This 3/21/05 Amendment to Credit Agreement dated as of March 21, 2005 (the “3/21/05 Amendment” or, within itself only, this “Amendment”) amending (for the third time) the 3/04 Senior Secured Credit Agreement dated March 22, 2004 (the “3/04 Credit Agreement” and as amended by the 6/04 Amendment to Credit Agreement dated as of June 24, 2004 (the “6/04 Amendment”, by the 3/05 Amendment to Credit Agreement dated as of March 2, 2005 (the “3/05 Amendment”, as amended hereby and as it may be supplemented, further amended or restated from time to time, the “Current Credit Agreement”), among SUNSET FINANCIAL RESOURCES, INC. (the “Company”), a Maryland corporation with its principal office at 10245 Centurion Parkway N, Suite 305, Jacksonville, FL 32256, JPMORGAN CHASE BANK, N.A. (“JPMorgan”), a national banking association, successor to JPMorgan Chase Bank, a New York banking corporation, acting herein as a Lender (as defined in Section 1.2 of the 3/04 Credit Agreement) and agent and representative of the other Lenders (in that capacity JPMorgan is called the “Agent”), and such other Lenders as may from time to time be party to the Current Credit Agreement, recites and provides as follows:

 

Recitals

 

The Company has asked the Lenders and the Agent to further amend the 3/04 Credit Agreement to (i) extend the Maturity Date to March 20, 2006, (ii) reduce the minimum liquidity covenant to $12.5 Million and (iii) eliminate the Commercial Loan sublimit except for one Pledged Loan, and the Lenders (JPMorgan still being the sole Lender) and the Agent have agreed to do so (i) provided that the minimum Adjusted Tangible Net Worth covenant is stated correctly as provided below and (ii) otherwise on the terms and subject to the conditions of this Amendment.

 

Capitalized terms used in these recitals are defined above and in Section 1 of the 3/04 Credit Agreement, as amended by the 6/04 Amendment and the 3/05 Amendment.

 

If there is any conflict or inconsistency between these recitals and the following agreements, the latter shall govern and control. If there is any conflict or inconsistency between any of the terms or provisions of this Amendment and any of the other Facilities Papers, this Amendment shall govern and control. If there is any conflict between any provision of this Amendment and any later supplement, amendment, restatement or replacement of the 3/04 Credit Agreement, the latter shall govern and control.

▶ [Task goal]: According to the credit agreement amendment, what new Maturity Date did the Company ask for? The entries have no connection to the credit agreement amendment.

▶ [Information given]:
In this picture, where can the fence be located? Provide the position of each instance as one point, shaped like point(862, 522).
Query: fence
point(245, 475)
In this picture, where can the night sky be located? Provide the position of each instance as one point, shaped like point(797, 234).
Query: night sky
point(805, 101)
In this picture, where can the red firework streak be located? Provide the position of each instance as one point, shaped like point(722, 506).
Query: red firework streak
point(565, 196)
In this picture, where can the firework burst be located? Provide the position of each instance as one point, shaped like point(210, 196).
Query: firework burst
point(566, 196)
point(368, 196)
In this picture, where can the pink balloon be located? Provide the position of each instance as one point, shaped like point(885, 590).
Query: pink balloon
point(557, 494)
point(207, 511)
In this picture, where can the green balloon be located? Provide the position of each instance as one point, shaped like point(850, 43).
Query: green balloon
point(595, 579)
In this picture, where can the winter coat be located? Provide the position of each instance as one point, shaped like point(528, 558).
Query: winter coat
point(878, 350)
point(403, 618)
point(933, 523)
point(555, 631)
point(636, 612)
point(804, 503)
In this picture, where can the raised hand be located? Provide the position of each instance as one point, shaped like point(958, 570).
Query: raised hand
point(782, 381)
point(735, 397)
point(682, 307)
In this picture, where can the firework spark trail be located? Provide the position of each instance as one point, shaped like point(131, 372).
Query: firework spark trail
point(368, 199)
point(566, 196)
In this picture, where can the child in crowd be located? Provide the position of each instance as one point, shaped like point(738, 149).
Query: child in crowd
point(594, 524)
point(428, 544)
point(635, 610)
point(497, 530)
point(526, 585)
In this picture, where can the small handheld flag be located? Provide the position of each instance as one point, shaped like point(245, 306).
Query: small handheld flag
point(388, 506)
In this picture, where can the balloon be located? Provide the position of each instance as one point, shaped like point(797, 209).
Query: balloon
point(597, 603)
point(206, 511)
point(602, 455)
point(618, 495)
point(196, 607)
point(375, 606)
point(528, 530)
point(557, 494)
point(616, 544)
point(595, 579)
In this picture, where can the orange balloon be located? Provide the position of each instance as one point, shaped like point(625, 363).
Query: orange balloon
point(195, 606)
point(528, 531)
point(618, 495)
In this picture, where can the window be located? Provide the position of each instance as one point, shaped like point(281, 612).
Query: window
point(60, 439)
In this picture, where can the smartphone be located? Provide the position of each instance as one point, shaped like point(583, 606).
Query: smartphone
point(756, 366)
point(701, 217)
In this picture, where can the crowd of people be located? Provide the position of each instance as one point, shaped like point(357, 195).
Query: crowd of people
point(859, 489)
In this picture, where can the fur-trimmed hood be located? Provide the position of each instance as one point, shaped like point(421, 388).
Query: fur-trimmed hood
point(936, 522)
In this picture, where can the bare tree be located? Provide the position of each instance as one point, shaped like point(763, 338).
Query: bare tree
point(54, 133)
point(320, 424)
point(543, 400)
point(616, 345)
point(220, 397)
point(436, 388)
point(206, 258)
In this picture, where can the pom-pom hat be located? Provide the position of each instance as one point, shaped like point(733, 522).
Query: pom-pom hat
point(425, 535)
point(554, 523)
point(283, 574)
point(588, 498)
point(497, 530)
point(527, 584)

▶ [Output of the exercise]: March 20, 2006